Boundary labeling listing:

————————

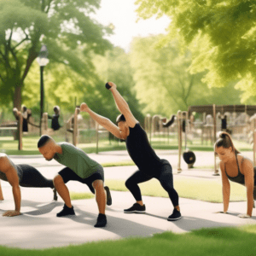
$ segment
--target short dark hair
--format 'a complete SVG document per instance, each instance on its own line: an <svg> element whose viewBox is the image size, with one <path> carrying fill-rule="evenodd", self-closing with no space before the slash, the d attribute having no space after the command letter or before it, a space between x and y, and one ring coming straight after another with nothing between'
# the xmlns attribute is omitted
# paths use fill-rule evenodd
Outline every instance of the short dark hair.
<svg viewBox="0 0 256 256"><path fill-rule="evenodd" d="M39 148L44 147L50 139L51 139L51 137L49 136L42 135L38 140L38 148Z"/></svg>
<svg viewBox="0 0 256 256"><path fill-rule="evenodd" d="M119 122L121 122L121 121L123 121L123 122L125 122L125 121L126 121L126 119L125 119L124 114L122 114L122 113L119 114L119 115L116 118L116 124L118 125L118 123L119 123Z"/></svg>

————————

(GOAL OF THE EXERCISE) Lay out the listing as a two-column CSV with the headers "request" and "answer", one row per request, each value in a single quoted field with line breaks replaced by spaces. Leave the pictures out.

(RESPONSE)
request,answer
"$ segment --target short dark hair --format 'a complete SVG document per instance, each instance on its own line: an <svg> element whose viewBox is the image size, with one <path> carrying fill-rule=""evenodd"", self-closing with no space before the slash, the d attribute having no space after the command letter or before it, a space between x and y, and one ring coming straight after another with nothing between' # the xmlns attribute is omitted # paths use fill-rule evenodd Outline every instance of the short dark hair.","<svg viewBox=""0 0 256 256""><path fill-rule=""evenodd"" d=""M39 148L44 147L50 139L51 139L51 137L49 136L42 135L38 140L38 148Z""/></svg> <svg viewBox=""0 0 256 256""><path fill-rule=""evenodd"" d=""M119 122L121 122L121 121L123 121L123 122L125 122L125 121L126 121L126 119L125 119L124 114L122 114L122 113L119 114L119 115L116 118L116 124L118 125L118 123L119 123Z""/></svg>"